C’est ce que constate également Sylvain Néron qui, depuis 2007, exploite l’érablière Au sucre d’Or, située à la limite de la distribution de l’espèce, à Saguenay. Des milliers de petits érables sont ainsi en train de pousser sous la canopée. « C’est étonnant, parce que ce n’est pas le cas dans le sud du Québec », note l’acériculteur, qui croit que le Saguenay–Lac-Saint-Jean sera l’une des meilleures régions pour l’érable dans un demi-siècle. Il constate par ailleurs que les hivers sont plus doux et plus courts que dans son jeune temps.

Pour l’instant, il entaille 6 000 érables, mais ce nombre qui va en croissant chaque année nécessite certains aménagements spécifiques, comme la création de puits de lumière afin de dégager les plus jeunes tiges.

Cabane à sucre
Cabane à sucre ©Christian Messier

Des capteurs pour comprendre l’écologie de l’érable

 
 
Pour mieux comprendre comment le climat influence la coulée de l’érable, Sylvain Néron participe à un projet de recherche menée par le professeur Sergio Rossi et son équipe de l’Université du Québec à Chicoutimi.

--------------------

◆ TRAVAIL À RÉALISER ◆
1 > Dressez la liste de toutes les personnes désignées par leur nom dans l'extrait sur l'érablière.
2 > Recopiez sans rien changer le passage de l'extrait sur l'érablière qui va de « Des capteurs pour » jusqu'à « Québec à Chicoutimi. » inclus.
Appuyez-vous uniquement sur l'extrait pour répondre.

--------------------

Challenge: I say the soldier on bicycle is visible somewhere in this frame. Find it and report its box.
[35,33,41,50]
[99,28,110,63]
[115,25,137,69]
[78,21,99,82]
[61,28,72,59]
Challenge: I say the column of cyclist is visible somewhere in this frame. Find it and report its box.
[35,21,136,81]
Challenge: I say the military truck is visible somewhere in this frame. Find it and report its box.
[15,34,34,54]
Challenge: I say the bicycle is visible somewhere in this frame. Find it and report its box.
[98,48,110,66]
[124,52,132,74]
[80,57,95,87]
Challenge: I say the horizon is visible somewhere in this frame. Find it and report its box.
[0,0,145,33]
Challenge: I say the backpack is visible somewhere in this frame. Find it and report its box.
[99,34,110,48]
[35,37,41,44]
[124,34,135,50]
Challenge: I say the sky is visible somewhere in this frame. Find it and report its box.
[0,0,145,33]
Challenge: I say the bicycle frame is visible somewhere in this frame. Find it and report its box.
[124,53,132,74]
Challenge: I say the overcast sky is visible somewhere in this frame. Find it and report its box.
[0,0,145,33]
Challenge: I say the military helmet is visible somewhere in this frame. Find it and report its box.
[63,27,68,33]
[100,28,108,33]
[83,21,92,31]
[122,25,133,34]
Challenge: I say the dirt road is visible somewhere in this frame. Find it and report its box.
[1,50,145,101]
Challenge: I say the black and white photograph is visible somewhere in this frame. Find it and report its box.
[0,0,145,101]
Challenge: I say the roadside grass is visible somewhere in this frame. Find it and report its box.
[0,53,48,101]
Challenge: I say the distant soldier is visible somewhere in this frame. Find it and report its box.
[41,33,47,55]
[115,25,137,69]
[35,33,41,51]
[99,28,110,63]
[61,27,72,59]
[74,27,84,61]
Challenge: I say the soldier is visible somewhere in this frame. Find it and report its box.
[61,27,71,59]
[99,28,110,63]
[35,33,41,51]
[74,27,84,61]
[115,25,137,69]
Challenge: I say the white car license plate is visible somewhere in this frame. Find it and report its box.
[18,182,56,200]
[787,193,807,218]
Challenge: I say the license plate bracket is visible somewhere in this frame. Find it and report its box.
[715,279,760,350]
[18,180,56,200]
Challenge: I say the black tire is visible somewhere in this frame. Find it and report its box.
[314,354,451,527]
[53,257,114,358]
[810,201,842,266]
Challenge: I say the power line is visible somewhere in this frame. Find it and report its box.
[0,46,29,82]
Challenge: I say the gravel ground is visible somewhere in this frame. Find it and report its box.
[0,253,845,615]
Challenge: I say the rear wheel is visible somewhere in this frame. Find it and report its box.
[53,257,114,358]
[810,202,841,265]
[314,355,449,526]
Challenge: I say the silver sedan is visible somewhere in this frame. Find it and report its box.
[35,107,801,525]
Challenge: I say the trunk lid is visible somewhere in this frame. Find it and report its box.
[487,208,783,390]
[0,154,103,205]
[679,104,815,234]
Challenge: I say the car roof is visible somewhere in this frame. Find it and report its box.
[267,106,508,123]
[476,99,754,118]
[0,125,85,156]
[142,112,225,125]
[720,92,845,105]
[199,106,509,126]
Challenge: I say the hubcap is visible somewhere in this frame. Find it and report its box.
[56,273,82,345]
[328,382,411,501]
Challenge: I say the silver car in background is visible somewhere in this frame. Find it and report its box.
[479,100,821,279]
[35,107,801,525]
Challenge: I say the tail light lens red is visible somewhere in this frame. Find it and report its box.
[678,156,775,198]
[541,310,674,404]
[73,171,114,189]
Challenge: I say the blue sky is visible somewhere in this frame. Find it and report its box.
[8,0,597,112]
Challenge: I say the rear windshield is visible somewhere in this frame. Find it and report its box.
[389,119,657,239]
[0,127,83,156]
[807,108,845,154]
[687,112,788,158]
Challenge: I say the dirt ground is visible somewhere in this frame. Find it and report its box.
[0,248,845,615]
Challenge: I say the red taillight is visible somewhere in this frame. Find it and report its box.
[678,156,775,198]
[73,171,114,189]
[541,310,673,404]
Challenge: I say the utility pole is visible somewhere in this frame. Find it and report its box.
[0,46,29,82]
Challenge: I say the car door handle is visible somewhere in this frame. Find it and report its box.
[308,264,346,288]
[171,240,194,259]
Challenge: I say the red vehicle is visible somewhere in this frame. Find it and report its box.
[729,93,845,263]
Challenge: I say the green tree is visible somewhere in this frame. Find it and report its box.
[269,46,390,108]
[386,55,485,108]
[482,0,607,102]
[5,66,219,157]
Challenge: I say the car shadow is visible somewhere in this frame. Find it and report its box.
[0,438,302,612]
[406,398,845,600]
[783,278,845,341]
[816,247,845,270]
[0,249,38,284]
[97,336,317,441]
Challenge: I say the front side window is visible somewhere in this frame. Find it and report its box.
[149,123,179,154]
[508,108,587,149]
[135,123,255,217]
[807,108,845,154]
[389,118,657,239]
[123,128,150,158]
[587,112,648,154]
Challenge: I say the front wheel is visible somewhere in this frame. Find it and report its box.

--------------------

◆ RÉPONSES ATTENDUES ◆
1 >
Sylvain Néron
Christian Messier
Sergio Rossi

2 >
Des capteurs pour comprendre l’écologie de l’érable

 
 
Pour mieux comprendre comment le climat influence la coulée de l’érable, Sylvain Néron participe à un projet de recherche menée par le professeur Sergio Rossi et son équipe de l’Université du Québec à Chicoutimi.